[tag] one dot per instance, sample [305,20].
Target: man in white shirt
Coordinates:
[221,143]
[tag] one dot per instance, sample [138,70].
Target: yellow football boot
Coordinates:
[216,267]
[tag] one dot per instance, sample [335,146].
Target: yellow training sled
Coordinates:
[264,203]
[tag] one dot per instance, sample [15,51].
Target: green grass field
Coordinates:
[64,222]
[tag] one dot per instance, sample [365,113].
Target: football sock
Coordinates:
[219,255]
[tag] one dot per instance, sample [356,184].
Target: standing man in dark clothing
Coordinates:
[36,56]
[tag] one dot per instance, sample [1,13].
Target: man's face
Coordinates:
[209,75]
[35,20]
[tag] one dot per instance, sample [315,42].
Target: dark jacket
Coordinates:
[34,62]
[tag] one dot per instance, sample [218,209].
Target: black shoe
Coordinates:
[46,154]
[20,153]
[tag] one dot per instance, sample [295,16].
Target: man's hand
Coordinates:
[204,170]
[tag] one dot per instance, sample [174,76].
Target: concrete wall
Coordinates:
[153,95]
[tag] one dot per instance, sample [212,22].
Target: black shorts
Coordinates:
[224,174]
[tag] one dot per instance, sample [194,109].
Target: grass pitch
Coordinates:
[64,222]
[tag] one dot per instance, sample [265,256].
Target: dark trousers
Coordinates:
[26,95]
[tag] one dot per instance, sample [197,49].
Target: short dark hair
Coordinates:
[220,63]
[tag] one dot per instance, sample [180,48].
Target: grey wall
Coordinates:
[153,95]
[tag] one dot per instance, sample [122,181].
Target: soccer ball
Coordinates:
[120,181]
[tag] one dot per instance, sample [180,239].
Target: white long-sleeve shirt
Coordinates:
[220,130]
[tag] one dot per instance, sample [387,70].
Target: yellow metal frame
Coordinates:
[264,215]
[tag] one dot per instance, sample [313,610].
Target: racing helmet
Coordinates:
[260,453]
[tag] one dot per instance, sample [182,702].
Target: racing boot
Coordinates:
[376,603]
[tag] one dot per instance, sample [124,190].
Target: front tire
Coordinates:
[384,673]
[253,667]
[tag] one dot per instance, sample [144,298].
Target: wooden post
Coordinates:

——

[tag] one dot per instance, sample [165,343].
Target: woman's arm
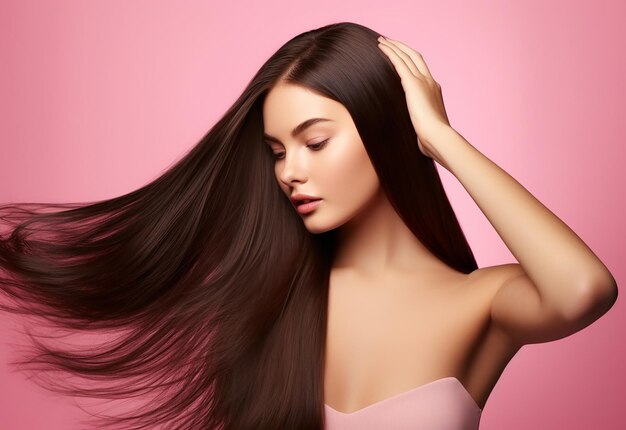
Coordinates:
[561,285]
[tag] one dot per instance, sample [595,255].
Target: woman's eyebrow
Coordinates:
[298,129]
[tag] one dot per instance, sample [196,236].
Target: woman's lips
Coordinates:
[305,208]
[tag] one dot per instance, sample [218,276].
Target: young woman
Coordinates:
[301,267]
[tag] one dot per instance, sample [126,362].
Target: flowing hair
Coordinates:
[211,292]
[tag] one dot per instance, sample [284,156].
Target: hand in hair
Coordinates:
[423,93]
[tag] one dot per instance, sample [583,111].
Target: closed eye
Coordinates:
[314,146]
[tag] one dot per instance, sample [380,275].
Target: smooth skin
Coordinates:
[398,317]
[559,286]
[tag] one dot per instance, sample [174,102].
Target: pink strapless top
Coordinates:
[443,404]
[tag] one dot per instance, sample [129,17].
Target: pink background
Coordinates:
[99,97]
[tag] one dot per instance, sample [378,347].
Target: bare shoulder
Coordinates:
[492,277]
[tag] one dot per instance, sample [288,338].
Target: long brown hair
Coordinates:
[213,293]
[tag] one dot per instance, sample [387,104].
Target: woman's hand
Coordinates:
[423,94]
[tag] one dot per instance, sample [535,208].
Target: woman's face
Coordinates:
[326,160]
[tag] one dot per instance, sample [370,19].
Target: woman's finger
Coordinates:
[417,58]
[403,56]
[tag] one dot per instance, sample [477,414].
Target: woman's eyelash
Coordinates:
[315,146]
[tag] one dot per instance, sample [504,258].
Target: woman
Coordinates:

——

Reply with one number only: how many lines of the listing hold "face"?

2